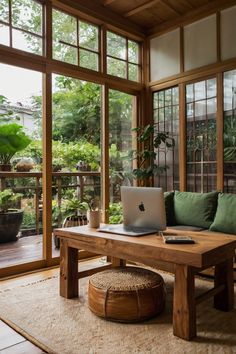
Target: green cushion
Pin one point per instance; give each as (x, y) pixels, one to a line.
(225, 219)
(169, 206)
(196, 209)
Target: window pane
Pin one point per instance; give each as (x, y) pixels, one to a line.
(201, 136)
(211, 106)
(200, 90)
(65, 53)
(4, 35)
(22, 105)
(133, 52)
(27, 15)
(4, 10)
(189, 93)
(88, 60)
(88, 36)
(133, 72)
(27, 42)
(116, 67)
(167, 120)
(230, 131)
(211, 88)
(64, 28)
(155, 100)
(121, 114)
(116, 45)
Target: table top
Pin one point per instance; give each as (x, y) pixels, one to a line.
(208, 249)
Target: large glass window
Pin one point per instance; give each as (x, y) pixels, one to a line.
(166, 119)
(201, 135)
(230, 131)
(76, 157)
(122, 57)
(122, 118)
(75, 41)
(21, 25)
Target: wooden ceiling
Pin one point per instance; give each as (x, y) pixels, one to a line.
(152, 13)
(150, 16)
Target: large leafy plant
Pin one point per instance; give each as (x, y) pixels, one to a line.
(7, 200)
(12, 140)
(150, 141)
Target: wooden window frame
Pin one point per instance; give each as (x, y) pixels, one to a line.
(126, 60)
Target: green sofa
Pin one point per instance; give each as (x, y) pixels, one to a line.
(201, 211)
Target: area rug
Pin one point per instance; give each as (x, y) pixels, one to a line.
(64, 326)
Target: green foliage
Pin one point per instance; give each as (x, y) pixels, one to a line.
(115, 213)
(29, 220)
(12, 140)
(151, 142)
(230, 138)
(73, 207)
(7, 199)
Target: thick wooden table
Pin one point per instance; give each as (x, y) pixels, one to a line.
(184, 260)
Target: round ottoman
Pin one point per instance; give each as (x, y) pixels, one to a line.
(128, 294)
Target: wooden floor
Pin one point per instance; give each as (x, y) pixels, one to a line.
(26, 249)
(12, 342)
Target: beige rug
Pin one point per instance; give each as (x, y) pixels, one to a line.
(68, 327)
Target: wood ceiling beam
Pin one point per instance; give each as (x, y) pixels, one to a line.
(140, 8)
(170, 7)
(108, 2)
(93, 10)
(191, 16)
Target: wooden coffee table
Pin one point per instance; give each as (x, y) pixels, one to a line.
(183, 260)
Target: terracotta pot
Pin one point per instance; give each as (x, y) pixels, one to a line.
(5, 167)
(10, 224)
(93, 217)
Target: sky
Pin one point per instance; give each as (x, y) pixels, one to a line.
(18, 84)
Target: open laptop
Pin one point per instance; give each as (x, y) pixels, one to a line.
(143, 212)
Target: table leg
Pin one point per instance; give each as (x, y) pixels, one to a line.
(184, 307)
(69, 285)
(117, 262)
(224, 275)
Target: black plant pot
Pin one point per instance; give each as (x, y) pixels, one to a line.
(10, 223)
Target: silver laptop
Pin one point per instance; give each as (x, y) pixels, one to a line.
(143, 212)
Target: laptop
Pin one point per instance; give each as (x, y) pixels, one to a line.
(143, 212)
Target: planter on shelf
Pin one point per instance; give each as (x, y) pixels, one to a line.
(5, 167)
(10, 219)
(24, 165)
(12, 140)
(73, 220)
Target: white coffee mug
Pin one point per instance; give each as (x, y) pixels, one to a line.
(93, 217)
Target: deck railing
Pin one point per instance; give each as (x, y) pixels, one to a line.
(23, 181)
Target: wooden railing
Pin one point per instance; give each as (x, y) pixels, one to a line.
(80, 184)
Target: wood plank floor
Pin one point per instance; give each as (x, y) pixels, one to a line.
(26, 249)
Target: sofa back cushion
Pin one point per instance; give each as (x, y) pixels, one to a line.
(196, 209)
(169, 206)
(225, 218)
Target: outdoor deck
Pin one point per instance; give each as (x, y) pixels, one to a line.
(26, 249)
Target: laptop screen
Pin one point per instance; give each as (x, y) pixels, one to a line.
(143, 207)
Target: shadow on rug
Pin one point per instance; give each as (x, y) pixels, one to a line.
(65, 326)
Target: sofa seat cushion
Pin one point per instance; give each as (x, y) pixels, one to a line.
(169, 206)
(195, 209)
(186, 228)
(225, 218)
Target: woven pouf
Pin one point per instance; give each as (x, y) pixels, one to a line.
(128, 294)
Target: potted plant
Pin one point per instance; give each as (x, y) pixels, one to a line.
(150, 141)
(12, 140)
(75, 214)
(10, 218)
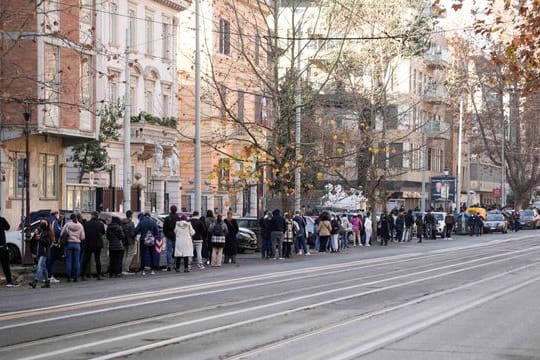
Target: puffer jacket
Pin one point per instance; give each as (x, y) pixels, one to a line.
(76, 231)
(184, 244)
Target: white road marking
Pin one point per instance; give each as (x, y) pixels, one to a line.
(264, 306)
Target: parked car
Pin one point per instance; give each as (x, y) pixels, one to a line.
(15, 244)
(495, 222)
(526, 218)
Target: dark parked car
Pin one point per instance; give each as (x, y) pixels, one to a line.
(526, 218)
(495, 222)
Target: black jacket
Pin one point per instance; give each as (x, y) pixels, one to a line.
(168, 226)
(93, 229)
(200, 228)
(115, 235)
(4, 226)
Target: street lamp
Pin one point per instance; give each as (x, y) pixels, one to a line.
(445, 188)
(27, 234)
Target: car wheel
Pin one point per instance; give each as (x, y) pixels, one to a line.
(14, 254)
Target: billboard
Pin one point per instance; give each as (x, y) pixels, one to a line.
(443, 188)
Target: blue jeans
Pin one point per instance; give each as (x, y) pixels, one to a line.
(73, 254)
(302, 243)
(170, 252)
(41, 270)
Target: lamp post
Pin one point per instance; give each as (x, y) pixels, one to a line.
(445, 188)
(27, 235)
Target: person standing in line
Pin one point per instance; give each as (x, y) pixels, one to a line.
(218, 231)
(277, 230)
(344, 230)
(385, 229)
(199, 226)
(291, 229)
(207, 244)
(355, 224)
(409, 223)
(169, 226)
(45, 237)
(449, 222)
(116, 238)
(94, 231)
(368, 229)
(4, 253)
(183, 250)
(148, 230)
(301, 234)
(56, 250)
(266, 246)
(478, 224)
(334, 233)
(75, 232)
(231, 244)
(419, 227)
(325, 230)
(130, 245)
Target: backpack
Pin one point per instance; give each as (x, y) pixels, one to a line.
(149, 239)
(218, 230)
(335, 227)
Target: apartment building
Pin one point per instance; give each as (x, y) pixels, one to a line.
(142, 35)
(47, 69)
(234, 105)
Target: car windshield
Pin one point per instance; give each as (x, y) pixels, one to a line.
(244, 223)
(526, 213)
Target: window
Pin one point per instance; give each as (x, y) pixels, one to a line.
(240, 111)
(133, 89)
(86, 92)
(113, 23)
(113, 79)
(17, 177)
(396, 155)
(166, 100)
(166, 37)
(52, 84)
(149, 34)
(48, 176)
(224, 37)
(132, 14)
(51, 13)
(223, 101)
(256, 57)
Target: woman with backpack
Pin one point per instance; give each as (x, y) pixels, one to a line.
(218, 232)
(45, 237)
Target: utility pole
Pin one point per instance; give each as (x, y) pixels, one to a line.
(460, 149)
(127, 133)
(197, 177)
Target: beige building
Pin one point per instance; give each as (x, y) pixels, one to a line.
(233, 105)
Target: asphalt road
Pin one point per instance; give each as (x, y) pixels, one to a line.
(466, 298)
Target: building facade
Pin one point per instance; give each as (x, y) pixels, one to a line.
(47, 65)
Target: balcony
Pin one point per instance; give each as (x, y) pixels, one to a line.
(147, 131)
(437, 59)
(438, 130)
(437, 95)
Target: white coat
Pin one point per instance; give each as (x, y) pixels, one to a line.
(184, 244)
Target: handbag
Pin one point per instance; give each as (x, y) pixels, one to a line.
(149, 239)
(64, 237)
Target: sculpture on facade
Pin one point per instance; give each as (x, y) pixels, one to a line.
(158, 159)
(173, 162)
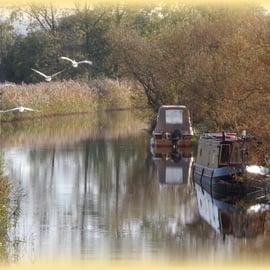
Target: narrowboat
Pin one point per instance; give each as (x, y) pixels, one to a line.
(222, 161)
(173, 127)
(173, 167)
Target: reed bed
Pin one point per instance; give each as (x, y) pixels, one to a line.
(67, 97)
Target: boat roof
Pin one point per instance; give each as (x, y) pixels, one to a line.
(220, 136)
(172, 107)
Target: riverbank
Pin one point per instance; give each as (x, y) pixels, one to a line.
(69, 97)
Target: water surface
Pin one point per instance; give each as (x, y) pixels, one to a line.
(92, 190)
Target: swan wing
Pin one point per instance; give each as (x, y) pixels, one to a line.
(66, 58)
(85, 62)
(55, 74)
(40, 73)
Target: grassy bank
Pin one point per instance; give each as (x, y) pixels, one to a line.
(67, 97)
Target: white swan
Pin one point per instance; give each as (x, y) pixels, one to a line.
(257, 169)
(47, 78)
(75, 63)
(2, 85)
(20, 109)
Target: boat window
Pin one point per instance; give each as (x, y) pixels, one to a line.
(236, 154)
(174, 116)
(224, 157)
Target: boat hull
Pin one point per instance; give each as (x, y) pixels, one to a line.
(160, 141)
(219, 180)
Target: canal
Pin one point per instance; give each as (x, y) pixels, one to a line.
(91, 189)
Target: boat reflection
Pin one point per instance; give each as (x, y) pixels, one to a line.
(173, 166)
(243, 216)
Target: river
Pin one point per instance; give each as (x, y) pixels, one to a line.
(90, 190)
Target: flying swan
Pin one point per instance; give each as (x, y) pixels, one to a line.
(46, 77)
(75, 63)
(20, 109)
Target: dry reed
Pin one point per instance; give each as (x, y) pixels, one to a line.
(56, 98)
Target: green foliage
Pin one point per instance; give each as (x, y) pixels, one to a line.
(213, 58)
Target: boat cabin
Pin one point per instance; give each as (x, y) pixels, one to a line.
(173, 126)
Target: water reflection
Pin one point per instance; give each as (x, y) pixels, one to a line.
(94, 198)
(93, 191)
(244, 215)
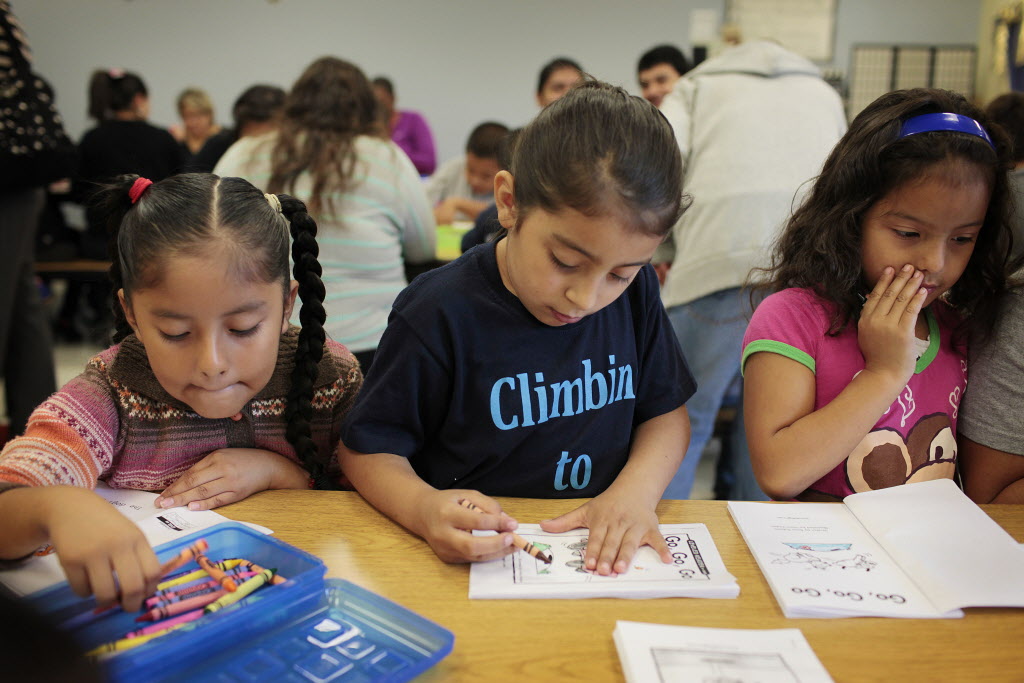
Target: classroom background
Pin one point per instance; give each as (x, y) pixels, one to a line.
(460, 61)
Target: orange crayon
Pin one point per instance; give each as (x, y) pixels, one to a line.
(217, 572)
(189, 577)
(180, 607)
(517, 541)
(185, 555)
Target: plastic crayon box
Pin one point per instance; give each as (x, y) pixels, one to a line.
(232, 633)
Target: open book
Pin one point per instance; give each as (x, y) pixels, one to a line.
(920, 550)
(696, 569)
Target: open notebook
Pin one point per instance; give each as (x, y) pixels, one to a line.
(920, 550)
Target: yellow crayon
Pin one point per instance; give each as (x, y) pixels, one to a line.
(517, 541)
(243, 590)
(188, 553)
(198, 573)
(216, 572)
(115, 646)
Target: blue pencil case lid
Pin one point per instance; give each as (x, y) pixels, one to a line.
(353, 635)
(269, 635)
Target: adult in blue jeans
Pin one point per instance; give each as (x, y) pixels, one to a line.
(754, 125)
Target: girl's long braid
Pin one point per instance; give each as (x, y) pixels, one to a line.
(306, 269)
(116, 203)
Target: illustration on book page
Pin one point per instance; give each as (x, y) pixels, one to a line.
(696, 569)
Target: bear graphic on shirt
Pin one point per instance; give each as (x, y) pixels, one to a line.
(885, 459)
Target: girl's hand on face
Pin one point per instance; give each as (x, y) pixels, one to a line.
(229, 475)
(888, 321)
(446, 525)
(94, 543)
(619, 525)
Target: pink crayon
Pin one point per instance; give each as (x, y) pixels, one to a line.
(168, 596)
(164, 626)
(176, 608)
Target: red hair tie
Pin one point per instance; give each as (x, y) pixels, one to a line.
(138, 187)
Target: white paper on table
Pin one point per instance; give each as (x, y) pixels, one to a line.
(681, 653)
(696, 570)
(159, 526)
(820, 561)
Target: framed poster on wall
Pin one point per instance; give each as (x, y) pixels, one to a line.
(806, 27)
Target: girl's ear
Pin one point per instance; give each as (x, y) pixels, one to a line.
(505, 199)
(126, 307)
(293, 290)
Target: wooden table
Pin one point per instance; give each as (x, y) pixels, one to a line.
(563, 640)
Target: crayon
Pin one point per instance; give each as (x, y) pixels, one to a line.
(185, 555)
(176, 608)
(168, 595)
(244, 590)
(517, 541)
(216, 572)
(115, 646)
(164, 626)
(196, 573)
(252, 566)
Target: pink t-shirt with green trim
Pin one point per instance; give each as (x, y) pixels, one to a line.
(914, 439)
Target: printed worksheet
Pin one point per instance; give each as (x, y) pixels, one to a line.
(682, 653)
(819, 561)
(696, 569)
(920, 550)
(158, 525)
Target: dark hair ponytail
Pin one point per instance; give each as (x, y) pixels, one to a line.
(113, 202)
(307, 270)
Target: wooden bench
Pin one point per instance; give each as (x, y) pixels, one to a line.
(83, 269)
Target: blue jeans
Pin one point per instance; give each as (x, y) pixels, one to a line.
(711, 333)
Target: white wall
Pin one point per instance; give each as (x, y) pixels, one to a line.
(459, 61)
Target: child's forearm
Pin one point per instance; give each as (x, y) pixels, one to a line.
(389, 483)
(792, 458)
(657, 450)
(24, 511)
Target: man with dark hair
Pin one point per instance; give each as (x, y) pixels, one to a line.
(1008, 112)
(658, 70)
(464, 186)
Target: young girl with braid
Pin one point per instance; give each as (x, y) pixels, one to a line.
(209, 395)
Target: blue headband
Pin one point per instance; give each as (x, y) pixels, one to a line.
(930, 122)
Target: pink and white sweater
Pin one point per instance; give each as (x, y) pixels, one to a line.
(115, 422)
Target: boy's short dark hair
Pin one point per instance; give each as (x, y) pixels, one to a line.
(485, 139)
(258, 103)
(664, 54)
(1008, 112)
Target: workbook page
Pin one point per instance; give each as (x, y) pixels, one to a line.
(820, 561)
(684, 654)
(696, 569)
(952, 550)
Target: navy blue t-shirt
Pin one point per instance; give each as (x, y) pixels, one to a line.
(478, 393)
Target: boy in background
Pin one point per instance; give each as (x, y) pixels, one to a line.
(658, 70)
(464, 186)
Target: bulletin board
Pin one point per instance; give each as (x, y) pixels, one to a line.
(806, 27)
(875, 70)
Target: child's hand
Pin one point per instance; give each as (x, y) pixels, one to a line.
(228, 475)
(888, 321)
(619, 525)
(446, 526)
(94, 542)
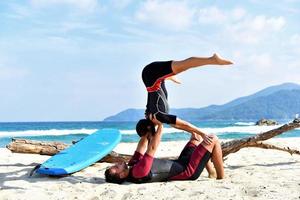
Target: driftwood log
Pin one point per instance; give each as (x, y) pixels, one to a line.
(51, 148)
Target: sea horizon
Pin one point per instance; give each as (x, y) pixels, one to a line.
(69, 131)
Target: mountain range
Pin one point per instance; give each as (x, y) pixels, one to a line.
(275, 102)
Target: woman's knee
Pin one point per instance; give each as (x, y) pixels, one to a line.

☆ ☆ ☆

#### [DO THIS]
Give back word for word the lines from the one containing "Target: boy's short dark hair" through the final line of the data above. Pictures are to be left out.

#### [SOLUTION]
Target: boy's short dark hair
Pin one point per instance; give each as (x, y) pixels, one to a line.
(485, 139)
(258, 103)
(664, 54)
(1008, 112)
Target: workbook page
Pin one point per instance; give each as (x, y) pixels, one to a line.
(820, 561)
(684, 654)
(696, 569)
(952, 550)
Target: navy blue t-shirt
Pin one point per instance; give each as (x, y) pixels, one to a line.
(478, 393)
Target: boy in background
Pin one point per instance; give each as (x, y) pixels, one to a line.
(658, 70)
(464, 186)
Target: bulletin board
Pin one point per instance; give each as (x, y) pixels, one to a line.
(806, 27)
(875, 70)
Target: child's hand
Pin one point per instance; give each as (x, y) pixels, one to a line.
(228, 475)
(888, 321)
(619, 525)
(446, 526)
(94, 542)
Target: driftwood log
Pin one point per instance; give each as (x, y) pixels, one to a line.
(51, 148)
Target: sea horizon
Pin one point per instance; give each as (x, y) pixels, one to a line.
(69, 131)
Target: mountain range
Pin one point per instance; give each as (x, y) pixels, one to a line.
(275, 102)
Target: woman's knee
Pin one point per instance; give each as (x, y) pixels, one to a line.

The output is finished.